- **所给文段**
--------
中国社会科学院俄罗斯东欧中亚研究所周国长助理研究员的《国内战争时期南俄“白卫军”的政权建设与管理研究》一文,通过梳理“白卫军”将领邓尼金在南俄地区组建“特别议会”的过程,及其政权管理体系的确立、运行,揭示了在权力合法性欠缺的条件下,邓尼金以“国家专政”理念建构其权力机制时所产生的内在矛盾。邓尼金意图通过高举“神圣不可分割俄罗斯”的旗帜来吸引俄罗斯民族主义者,以此获得他们的支持;而对于民众最为关心的土地问题,则秉持“预先不确立原则”,推给未来的“立宪会议”予以解决,漠视了俄国社会中占人口绝大多数的农民的需求。官僚主义的盛行,军事权力的滥用,政府官僚多为军事将领出身,无法胜任技术官僚的工作,最终导致了整个南俄“白卫军”行政管理机制的运转不畅。邓尼金的“国家专政”本质上是对“二月革命”后临时政府政策的继承,并不能深入民众,特别是无法得到占人口多数的农民的支持,其失败难以避免。
--------
- **任务内容**
请逐字抄录上文关于南俄“白卫军”政权建设的文段中自“中国社会科学院俄罗斯东欧中亚”起、至“农民的支持,其失败难以避免。”止的部分，首尾两处均须包含在内。

数据集中的条目:
--------
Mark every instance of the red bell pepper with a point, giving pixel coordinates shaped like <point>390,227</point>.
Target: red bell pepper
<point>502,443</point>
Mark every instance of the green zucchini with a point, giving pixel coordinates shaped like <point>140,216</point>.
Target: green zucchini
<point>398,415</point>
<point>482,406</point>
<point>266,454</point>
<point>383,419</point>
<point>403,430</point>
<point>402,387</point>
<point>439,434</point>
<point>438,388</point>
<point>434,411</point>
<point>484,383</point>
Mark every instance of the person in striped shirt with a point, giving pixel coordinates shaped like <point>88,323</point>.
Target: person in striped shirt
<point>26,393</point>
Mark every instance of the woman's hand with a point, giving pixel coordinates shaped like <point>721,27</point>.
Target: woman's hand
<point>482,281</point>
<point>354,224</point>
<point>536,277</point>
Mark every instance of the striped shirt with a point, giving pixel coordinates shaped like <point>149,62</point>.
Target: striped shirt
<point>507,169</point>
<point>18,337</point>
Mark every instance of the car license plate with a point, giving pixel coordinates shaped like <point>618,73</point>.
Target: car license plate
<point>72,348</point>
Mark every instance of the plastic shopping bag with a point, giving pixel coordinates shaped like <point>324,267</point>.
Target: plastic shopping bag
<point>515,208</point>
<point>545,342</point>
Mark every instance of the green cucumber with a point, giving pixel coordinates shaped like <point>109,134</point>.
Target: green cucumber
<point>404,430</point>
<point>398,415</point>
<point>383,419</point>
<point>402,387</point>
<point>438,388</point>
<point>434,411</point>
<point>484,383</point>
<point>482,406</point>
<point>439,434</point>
--------
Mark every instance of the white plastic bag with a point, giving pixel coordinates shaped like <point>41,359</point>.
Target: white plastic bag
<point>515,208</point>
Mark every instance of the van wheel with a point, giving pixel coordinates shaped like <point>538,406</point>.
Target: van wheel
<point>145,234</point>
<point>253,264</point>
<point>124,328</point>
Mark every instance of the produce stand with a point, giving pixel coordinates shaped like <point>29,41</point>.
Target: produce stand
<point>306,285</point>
--------
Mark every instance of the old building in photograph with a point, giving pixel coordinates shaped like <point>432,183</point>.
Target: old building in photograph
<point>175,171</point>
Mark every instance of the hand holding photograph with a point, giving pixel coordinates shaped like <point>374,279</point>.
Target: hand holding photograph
--------
- **书面作答**
中国社会科学院俄罗斯东欧中亚研究所周国长助理研究员的《国内战争时期南俄“白卫军”的政权建设与管理研究》一文,通过梳理“白卫军”将领邓尼金在南俄地区组建“特别议会”的过程,及其政权管理体系的确立、运行,揭示了在权力合法性欠缺的条件下,邓尼金以“国家专政”理念建构其权力机制时所产生的内在矛盾。邓尼金意图通过高举“神圣不可分割俄罗斯”的旗帜来吸引俄罗斯民族主义者,以此获得他们的支持;而对于民众最为关心的土地问题,则秉持“预先不确立原则”,推给未来的“立宪会议”予以解决,漠视了俄国社会中占人口绝大多数的农民的需求。官僚主义的盛行,军事权力的滥用,政府官僚多为军事将领出身,无法胜任技术官僚的工作,最终导致了整个南俄“白卫军”行政管理机制的运转不畅。邓尼金的“国家专政”本质上是对“二月革命”后临时政府政策的继承,并不能深入民众,特别是无法得到占人口多数的农民的支持,其失败难以避免。